• **Recorded data**
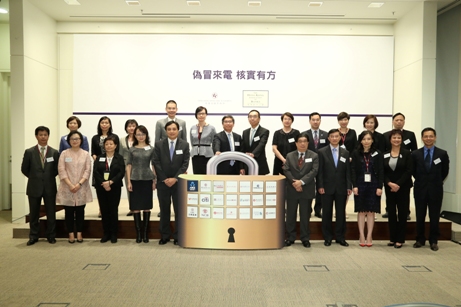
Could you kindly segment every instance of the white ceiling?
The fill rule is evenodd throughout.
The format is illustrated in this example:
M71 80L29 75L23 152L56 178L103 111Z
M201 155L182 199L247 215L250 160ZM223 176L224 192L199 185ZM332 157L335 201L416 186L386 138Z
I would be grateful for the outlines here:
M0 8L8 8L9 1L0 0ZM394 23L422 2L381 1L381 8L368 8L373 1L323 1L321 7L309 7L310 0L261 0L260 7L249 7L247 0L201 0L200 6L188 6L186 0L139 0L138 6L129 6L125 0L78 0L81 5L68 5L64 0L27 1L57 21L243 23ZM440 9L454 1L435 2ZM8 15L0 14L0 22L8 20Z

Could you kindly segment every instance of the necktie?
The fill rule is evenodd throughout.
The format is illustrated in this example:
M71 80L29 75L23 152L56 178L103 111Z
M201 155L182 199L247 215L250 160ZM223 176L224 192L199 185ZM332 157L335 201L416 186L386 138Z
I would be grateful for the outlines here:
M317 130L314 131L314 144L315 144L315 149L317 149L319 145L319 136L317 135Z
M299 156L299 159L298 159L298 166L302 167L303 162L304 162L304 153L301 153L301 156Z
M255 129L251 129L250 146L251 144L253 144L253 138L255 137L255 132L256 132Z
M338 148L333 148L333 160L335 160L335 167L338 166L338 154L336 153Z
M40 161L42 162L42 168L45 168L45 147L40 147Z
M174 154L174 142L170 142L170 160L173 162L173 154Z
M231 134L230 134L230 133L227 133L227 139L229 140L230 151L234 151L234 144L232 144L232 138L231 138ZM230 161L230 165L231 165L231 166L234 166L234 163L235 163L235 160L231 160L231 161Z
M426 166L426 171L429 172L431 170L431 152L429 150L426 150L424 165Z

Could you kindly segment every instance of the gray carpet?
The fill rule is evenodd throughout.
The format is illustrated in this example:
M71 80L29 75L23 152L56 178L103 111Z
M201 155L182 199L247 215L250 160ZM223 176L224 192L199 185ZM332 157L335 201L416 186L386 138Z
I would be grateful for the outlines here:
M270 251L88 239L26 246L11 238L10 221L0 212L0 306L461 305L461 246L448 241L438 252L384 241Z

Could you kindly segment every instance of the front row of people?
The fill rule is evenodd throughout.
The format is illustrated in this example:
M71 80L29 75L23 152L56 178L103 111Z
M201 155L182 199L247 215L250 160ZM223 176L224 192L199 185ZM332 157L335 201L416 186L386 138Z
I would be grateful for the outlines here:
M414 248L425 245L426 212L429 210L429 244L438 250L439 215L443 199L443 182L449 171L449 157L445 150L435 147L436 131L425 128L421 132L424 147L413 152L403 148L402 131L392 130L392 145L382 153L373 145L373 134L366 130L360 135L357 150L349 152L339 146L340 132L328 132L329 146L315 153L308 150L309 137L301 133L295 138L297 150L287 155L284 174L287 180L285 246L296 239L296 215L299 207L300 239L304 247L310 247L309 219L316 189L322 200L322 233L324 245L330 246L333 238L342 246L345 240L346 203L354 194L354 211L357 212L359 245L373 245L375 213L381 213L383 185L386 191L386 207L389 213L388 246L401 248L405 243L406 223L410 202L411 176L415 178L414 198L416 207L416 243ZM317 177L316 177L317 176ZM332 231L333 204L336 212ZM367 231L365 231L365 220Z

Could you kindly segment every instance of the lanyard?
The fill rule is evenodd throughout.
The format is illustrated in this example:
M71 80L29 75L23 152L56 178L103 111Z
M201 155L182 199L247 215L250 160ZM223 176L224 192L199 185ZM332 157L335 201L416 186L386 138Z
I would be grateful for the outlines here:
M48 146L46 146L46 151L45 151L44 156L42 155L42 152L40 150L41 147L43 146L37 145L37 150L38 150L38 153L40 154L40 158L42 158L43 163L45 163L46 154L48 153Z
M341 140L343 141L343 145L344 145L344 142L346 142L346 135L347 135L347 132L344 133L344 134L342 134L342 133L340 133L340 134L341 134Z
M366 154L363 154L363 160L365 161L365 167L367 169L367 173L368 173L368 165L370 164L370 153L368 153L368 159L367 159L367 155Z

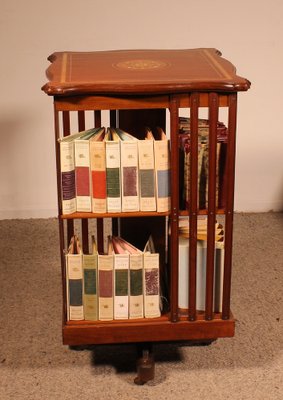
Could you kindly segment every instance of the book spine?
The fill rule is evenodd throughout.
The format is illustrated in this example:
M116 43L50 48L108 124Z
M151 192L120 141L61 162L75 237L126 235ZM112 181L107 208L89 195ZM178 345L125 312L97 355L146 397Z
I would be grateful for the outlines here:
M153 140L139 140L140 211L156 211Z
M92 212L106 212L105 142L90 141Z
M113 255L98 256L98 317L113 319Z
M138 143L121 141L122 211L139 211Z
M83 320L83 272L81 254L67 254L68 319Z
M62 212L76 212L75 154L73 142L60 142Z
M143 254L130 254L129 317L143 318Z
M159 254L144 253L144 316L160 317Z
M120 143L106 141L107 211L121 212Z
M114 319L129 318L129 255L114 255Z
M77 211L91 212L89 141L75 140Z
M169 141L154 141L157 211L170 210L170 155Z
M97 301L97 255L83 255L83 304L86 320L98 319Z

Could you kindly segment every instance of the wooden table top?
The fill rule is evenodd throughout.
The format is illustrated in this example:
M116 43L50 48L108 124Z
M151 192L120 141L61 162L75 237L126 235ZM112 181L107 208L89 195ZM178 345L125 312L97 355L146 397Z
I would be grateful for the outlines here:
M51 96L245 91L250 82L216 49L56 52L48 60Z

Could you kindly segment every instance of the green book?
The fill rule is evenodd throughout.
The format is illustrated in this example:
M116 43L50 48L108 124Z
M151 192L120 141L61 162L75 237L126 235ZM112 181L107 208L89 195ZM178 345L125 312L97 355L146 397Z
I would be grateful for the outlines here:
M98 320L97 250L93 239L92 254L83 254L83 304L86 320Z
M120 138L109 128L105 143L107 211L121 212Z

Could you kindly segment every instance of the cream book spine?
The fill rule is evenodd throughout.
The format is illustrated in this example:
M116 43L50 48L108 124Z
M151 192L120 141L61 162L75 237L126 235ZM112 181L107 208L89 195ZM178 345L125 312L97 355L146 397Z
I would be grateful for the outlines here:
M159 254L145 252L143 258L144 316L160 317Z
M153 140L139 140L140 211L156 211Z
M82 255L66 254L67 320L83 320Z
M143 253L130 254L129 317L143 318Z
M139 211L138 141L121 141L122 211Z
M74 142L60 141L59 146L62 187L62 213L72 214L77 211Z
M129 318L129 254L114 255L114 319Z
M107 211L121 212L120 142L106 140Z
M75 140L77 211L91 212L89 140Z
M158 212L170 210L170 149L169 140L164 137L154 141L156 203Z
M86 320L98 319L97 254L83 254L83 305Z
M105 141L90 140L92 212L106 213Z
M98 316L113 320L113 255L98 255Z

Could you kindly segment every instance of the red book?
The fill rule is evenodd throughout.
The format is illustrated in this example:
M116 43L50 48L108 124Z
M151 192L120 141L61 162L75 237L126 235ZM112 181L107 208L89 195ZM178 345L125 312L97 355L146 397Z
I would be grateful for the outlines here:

• **TASK ITEM**
Which lines of the data include the string "book"? Copy each of them.

• **EXERCISE OUTPUT**
Could you kindly segment every instance of the book spine?
Could you kindly segment every instance of the green book?
Could you kindly segment every instance of the cream book spine?
Could you kindly segment every instance of the red book?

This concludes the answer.